■ Given information ■
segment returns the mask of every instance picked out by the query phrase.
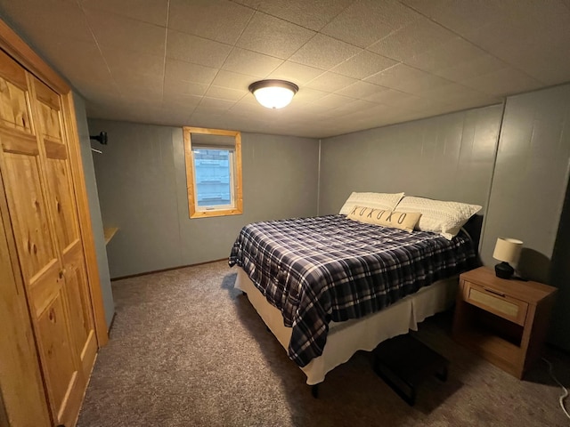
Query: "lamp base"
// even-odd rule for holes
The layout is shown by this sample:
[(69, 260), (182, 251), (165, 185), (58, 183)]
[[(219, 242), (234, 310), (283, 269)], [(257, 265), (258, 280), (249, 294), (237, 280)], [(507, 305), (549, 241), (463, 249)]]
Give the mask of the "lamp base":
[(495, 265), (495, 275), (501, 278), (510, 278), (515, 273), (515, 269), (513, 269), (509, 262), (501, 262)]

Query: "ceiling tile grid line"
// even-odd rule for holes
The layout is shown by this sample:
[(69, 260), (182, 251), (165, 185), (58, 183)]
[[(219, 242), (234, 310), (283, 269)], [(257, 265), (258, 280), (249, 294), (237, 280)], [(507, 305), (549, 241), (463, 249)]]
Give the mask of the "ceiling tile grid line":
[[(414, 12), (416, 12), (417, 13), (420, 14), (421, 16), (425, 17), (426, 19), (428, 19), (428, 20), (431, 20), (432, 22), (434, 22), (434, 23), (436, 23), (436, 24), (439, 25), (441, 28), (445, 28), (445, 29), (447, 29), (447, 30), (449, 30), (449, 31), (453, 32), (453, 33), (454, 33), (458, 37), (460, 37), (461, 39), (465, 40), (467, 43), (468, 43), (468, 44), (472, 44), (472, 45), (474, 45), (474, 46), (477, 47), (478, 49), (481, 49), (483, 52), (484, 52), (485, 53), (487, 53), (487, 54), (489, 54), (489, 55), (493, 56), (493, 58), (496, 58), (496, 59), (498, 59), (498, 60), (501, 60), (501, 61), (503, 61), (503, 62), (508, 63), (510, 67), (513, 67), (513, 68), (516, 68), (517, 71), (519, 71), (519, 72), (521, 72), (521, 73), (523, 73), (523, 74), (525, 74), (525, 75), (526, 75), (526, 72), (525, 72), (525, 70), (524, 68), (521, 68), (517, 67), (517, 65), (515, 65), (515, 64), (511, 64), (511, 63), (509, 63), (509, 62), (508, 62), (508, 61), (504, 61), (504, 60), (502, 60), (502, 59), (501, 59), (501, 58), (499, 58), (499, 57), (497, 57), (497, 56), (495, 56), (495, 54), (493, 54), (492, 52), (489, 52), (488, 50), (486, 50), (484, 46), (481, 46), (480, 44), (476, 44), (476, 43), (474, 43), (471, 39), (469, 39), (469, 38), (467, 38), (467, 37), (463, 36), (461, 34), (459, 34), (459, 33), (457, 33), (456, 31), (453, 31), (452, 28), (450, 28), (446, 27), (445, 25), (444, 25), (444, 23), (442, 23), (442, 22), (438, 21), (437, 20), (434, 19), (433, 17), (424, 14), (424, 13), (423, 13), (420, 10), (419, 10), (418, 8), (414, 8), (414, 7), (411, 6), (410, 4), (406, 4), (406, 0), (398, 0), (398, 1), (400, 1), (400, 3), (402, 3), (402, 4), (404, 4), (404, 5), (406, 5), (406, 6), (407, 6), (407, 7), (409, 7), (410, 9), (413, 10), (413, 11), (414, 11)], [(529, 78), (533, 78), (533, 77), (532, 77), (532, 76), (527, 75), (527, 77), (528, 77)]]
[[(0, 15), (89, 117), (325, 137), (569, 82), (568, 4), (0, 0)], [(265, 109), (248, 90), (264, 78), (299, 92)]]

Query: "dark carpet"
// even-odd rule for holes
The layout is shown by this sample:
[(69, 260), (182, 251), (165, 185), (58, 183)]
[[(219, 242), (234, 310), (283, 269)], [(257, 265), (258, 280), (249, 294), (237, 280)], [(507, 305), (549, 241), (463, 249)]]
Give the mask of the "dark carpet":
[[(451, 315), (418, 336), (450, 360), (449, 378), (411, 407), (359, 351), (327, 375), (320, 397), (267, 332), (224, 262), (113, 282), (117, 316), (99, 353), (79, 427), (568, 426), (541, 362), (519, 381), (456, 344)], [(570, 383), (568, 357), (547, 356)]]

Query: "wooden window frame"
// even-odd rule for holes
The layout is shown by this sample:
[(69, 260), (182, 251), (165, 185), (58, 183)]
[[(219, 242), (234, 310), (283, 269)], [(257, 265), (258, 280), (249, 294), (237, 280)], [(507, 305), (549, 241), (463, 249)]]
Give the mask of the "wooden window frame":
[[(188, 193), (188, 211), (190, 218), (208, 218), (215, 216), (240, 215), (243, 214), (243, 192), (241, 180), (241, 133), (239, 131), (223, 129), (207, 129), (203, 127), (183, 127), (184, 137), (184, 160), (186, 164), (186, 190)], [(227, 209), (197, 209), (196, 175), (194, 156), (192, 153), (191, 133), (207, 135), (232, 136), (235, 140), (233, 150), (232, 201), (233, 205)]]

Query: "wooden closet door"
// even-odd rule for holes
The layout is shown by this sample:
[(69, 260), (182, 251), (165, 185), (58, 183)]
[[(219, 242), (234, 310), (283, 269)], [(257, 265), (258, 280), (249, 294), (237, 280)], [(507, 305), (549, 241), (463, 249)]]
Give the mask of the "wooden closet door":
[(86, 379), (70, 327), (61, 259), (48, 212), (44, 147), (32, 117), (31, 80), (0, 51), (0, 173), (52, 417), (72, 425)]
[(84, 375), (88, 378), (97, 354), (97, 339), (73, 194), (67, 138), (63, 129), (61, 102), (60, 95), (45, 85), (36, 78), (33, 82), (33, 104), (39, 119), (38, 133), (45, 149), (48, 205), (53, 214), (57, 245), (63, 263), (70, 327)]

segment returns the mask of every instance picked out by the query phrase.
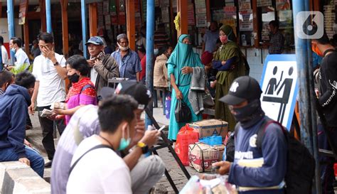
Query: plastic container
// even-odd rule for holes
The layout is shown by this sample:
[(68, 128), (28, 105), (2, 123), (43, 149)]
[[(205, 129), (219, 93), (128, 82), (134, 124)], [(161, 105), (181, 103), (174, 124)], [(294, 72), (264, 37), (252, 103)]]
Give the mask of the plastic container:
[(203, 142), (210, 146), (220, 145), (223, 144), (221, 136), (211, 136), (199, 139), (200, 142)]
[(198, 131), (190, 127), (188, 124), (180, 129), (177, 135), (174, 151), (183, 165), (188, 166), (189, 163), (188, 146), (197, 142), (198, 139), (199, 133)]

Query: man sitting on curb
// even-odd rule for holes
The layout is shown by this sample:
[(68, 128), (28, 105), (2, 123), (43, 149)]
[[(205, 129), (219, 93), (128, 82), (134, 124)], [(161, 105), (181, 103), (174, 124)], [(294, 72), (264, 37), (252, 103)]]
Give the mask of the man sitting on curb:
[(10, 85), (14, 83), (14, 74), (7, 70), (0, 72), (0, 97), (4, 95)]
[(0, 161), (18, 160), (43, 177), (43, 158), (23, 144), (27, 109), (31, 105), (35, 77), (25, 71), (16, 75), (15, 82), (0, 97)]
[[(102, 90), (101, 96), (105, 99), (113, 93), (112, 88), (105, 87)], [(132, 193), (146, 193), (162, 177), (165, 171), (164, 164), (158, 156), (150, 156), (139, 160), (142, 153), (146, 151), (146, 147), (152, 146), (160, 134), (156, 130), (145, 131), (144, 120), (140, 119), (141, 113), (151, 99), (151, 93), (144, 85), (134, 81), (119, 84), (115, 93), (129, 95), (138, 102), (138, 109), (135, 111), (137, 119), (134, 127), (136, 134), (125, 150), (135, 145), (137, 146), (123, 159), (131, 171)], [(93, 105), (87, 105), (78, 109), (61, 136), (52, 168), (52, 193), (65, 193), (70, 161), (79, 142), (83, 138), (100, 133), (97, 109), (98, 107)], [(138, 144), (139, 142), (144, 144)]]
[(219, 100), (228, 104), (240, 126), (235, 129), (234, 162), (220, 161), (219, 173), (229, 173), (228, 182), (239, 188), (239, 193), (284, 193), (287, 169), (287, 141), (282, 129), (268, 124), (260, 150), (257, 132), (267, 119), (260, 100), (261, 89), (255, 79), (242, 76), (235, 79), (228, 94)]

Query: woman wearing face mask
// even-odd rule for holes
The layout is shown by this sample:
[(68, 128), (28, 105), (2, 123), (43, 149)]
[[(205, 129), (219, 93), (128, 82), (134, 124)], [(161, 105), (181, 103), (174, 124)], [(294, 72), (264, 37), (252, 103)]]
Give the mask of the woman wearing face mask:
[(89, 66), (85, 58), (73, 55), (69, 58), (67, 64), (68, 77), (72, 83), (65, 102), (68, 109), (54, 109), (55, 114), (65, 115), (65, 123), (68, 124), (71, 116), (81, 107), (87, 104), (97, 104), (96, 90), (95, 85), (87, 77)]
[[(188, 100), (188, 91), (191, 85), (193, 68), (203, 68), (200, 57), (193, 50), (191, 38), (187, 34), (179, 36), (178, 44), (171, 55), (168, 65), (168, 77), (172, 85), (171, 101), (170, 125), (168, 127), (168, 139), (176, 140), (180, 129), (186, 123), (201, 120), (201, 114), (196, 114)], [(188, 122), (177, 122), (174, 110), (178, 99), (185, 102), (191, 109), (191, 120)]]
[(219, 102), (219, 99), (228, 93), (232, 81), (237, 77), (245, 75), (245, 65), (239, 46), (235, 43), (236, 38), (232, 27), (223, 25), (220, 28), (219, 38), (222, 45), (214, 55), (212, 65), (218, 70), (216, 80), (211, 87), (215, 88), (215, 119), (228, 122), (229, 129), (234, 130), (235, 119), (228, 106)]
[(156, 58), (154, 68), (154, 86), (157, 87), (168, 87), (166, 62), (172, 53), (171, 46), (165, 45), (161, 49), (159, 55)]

---

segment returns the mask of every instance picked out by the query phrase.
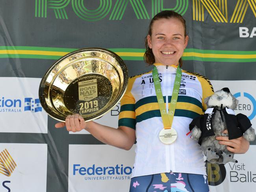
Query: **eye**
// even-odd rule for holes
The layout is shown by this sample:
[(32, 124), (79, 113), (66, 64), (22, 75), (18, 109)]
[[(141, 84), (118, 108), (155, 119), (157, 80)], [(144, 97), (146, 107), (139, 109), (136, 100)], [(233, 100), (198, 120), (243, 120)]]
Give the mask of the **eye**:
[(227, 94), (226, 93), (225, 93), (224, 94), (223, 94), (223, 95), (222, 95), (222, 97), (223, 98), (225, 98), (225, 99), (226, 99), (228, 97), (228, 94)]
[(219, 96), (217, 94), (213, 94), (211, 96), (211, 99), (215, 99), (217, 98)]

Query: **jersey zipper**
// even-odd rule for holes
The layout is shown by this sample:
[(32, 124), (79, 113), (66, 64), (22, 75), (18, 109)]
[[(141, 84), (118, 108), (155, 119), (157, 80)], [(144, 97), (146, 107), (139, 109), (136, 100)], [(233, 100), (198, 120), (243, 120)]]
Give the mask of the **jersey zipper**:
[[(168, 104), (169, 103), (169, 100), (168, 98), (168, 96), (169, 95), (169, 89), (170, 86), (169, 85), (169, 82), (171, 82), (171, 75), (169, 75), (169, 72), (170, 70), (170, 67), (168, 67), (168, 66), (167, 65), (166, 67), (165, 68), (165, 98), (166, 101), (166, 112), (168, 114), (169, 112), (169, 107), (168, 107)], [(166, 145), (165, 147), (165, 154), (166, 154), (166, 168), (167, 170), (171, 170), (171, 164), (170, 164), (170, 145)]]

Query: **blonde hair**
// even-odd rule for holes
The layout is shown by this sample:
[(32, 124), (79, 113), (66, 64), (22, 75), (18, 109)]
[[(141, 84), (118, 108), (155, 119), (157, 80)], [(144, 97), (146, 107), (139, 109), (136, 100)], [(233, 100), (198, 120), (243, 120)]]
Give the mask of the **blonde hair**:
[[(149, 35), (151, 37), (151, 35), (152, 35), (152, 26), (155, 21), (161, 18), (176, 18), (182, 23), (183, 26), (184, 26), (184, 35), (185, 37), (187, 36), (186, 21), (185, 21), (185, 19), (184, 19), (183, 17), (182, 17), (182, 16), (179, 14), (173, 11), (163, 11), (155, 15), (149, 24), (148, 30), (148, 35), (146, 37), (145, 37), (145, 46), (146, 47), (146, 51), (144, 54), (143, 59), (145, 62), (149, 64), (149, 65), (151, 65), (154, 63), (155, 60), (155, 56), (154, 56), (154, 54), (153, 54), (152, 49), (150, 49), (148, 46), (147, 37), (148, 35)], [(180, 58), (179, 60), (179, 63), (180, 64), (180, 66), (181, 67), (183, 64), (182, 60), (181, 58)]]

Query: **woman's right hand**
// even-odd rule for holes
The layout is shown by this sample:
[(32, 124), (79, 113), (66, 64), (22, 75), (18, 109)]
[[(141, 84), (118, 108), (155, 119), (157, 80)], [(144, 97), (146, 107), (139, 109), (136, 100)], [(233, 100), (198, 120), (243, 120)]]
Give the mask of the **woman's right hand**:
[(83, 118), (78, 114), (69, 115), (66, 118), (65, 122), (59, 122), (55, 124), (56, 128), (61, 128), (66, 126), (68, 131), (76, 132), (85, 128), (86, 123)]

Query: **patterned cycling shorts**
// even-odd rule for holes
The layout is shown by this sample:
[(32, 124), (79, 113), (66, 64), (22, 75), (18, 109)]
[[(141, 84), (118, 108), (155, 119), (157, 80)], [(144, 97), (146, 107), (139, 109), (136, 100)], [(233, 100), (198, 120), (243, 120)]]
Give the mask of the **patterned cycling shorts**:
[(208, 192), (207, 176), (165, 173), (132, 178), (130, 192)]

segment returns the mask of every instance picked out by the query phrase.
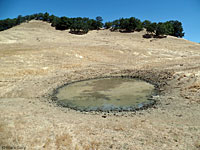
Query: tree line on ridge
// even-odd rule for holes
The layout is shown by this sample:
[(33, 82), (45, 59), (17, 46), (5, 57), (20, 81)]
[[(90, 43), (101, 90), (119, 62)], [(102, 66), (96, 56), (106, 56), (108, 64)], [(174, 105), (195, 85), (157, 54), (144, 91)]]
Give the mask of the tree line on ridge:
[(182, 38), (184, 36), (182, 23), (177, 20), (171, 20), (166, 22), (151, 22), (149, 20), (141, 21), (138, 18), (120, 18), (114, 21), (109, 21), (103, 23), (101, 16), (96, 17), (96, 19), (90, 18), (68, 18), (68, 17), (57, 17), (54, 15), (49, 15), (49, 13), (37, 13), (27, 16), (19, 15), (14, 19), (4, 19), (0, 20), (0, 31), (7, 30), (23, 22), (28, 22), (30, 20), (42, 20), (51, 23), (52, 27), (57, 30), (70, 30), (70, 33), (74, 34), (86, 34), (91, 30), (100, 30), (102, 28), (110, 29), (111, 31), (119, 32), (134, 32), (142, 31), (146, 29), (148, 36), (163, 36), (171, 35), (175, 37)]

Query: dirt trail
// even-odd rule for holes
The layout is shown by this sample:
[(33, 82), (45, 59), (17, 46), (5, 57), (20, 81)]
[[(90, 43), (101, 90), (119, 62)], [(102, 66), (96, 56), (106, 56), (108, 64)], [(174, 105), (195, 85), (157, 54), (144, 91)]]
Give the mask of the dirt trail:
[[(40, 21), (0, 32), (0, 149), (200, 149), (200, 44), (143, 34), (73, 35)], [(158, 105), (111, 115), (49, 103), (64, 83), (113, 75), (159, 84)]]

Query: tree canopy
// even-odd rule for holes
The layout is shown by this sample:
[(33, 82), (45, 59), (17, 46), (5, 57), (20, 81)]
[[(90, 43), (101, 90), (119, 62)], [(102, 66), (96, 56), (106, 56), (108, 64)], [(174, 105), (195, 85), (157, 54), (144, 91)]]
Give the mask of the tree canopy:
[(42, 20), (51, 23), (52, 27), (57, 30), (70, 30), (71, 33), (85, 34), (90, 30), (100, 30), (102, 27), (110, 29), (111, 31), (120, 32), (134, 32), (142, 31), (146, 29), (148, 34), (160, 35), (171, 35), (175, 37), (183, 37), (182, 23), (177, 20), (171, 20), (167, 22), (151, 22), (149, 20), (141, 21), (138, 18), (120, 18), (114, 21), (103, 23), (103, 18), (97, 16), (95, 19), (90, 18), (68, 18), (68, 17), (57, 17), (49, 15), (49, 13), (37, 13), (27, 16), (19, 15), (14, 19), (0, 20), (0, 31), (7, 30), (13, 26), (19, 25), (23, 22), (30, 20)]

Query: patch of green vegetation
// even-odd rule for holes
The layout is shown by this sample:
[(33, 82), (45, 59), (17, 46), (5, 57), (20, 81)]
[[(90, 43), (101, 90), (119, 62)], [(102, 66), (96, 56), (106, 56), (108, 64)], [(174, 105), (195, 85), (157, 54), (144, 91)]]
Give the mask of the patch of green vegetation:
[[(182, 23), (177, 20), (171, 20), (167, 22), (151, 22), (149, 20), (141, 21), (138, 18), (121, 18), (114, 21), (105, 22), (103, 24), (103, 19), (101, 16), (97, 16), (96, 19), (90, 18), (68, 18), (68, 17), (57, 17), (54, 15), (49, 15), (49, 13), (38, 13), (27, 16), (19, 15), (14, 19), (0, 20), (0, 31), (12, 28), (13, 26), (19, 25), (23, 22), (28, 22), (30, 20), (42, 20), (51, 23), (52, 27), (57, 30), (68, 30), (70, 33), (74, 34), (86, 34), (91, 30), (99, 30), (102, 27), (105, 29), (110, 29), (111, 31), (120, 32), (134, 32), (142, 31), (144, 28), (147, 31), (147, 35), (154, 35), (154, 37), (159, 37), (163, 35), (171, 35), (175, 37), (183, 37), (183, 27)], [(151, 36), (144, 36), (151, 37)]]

■ What is being asked ■
Can you rewrite the listing from the line with "Query: **blonde hair**" up to and including the line with "Give the mask of the **blonde", swapping "blonde hair" for "dark hair" and leaving everything else unchanged?

■ Complete answer ■
Query: **dark hair**
// even-odd rule for holes
The layout is shown by this sample:
[(32, 124), (79, 113), (66, 64), (22, 75), (18, 109)]
[[(141, 84), (118, 108), (155, 119), (157, 80)], [(144, 97), (146, 107), (139, 109), (136, 100)], [(233, 100), (198, 120), (243, 120)]]
Give the mask of the **dark hair**:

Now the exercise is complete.